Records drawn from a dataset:
↓
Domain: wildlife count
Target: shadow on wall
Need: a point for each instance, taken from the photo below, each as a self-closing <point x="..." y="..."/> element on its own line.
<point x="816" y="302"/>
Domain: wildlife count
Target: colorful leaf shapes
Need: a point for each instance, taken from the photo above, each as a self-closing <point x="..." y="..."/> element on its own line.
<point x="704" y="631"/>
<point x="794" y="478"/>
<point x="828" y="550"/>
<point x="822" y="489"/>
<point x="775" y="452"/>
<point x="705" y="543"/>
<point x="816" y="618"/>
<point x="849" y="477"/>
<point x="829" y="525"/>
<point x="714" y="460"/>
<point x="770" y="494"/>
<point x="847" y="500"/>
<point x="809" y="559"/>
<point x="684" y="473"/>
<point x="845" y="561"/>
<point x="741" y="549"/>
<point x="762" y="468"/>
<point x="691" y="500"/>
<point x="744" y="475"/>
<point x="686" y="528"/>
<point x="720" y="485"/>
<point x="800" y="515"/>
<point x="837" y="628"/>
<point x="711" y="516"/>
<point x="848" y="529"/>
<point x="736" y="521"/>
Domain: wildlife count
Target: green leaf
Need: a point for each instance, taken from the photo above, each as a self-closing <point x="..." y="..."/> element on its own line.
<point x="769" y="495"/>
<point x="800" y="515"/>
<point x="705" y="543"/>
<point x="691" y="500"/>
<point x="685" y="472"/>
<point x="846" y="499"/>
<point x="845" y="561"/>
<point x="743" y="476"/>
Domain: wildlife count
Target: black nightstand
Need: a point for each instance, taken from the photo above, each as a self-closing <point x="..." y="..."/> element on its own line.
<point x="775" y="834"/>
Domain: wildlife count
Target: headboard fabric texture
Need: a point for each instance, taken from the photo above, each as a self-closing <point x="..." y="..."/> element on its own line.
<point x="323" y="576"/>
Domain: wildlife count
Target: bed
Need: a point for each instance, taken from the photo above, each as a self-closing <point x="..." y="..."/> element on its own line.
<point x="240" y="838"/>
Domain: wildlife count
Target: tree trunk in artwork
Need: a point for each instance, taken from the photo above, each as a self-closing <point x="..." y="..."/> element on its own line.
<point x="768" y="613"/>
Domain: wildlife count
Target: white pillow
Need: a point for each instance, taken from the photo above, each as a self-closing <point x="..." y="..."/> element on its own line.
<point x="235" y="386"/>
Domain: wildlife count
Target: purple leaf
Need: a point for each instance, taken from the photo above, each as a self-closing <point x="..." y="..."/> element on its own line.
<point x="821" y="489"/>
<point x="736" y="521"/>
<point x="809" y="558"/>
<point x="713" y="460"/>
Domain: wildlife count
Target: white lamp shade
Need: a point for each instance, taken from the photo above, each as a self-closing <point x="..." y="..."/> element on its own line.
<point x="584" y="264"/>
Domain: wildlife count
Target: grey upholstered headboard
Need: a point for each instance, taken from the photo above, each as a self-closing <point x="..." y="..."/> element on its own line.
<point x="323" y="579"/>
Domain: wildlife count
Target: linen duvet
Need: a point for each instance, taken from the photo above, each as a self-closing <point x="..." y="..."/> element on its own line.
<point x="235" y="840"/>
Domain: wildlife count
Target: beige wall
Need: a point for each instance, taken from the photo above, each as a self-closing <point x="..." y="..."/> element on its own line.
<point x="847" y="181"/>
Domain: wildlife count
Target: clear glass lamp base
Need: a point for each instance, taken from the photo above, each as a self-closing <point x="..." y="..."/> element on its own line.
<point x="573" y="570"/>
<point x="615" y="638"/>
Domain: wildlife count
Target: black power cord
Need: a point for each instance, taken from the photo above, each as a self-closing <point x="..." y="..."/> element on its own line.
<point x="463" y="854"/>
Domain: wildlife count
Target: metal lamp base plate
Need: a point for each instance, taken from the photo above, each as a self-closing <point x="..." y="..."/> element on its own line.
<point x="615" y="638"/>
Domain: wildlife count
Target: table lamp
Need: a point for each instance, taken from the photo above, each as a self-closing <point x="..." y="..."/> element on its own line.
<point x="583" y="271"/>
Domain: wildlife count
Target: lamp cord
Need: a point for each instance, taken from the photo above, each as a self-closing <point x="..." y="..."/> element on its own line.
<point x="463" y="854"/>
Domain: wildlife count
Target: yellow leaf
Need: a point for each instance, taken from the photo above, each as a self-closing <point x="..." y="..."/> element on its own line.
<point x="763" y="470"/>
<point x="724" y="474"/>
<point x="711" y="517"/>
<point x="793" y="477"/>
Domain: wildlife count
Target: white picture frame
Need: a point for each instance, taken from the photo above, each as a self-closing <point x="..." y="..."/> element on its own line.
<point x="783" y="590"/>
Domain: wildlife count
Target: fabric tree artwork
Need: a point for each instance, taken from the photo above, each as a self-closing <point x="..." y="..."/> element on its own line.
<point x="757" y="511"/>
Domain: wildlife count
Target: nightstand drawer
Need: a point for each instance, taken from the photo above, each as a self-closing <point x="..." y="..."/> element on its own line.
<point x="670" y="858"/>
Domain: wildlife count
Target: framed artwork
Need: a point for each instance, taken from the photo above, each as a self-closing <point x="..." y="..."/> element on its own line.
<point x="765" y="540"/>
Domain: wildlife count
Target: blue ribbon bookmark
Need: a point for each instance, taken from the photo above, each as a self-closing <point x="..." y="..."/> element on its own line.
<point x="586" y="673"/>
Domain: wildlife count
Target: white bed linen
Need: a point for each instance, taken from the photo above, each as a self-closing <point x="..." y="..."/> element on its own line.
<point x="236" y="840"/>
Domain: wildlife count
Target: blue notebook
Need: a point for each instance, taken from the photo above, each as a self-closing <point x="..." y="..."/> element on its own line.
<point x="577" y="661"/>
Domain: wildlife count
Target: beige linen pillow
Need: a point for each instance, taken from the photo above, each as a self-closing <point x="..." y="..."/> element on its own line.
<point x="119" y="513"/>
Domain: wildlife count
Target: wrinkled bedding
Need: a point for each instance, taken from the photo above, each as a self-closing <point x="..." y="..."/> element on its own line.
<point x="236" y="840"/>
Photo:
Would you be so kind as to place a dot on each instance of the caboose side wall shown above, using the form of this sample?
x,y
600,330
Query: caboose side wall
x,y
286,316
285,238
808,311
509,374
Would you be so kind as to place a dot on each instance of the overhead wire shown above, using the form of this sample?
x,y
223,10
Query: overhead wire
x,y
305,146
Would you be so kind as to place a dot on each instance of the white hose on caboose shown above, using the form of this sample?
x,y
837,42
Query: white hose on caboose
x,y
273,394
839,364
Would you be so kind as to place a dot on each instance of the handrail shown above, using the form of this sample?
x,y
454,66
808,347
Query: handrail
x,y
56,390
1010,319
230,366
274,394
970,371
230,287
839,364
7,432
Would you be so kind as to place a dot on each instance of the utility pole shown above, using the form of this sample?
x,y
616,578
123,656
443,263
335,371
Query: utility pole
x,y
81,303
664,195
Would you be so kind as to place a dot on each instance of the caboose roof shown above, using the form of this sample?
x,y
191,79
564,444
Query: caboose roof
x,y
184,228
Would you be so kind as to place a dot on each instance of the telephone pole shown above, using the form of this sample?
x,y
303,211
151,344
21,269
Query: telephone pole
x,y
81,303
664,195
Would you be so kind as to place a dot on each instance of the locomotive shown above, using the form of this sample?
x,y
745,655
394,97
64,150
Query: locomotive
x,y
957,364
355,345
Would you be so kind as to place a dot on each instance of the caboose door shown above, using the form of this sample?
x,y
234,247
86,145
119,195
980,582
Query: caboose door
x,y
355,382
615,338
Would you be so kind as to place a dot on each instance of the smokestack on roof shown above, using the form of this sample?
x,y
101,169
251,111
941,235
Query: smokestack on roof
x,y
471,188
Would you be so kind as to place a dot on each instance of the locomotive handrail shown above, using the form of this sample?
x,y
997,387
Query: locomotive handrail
↑
• _The task_
Filter the entries down to the lines that hold "lamp". Copy those lines.

• _Result of the exercise_
Target: white lamp shade
Target: clear glass lamp base
Target: metal lamp base plate
Target: table lamp
Target: lamp cord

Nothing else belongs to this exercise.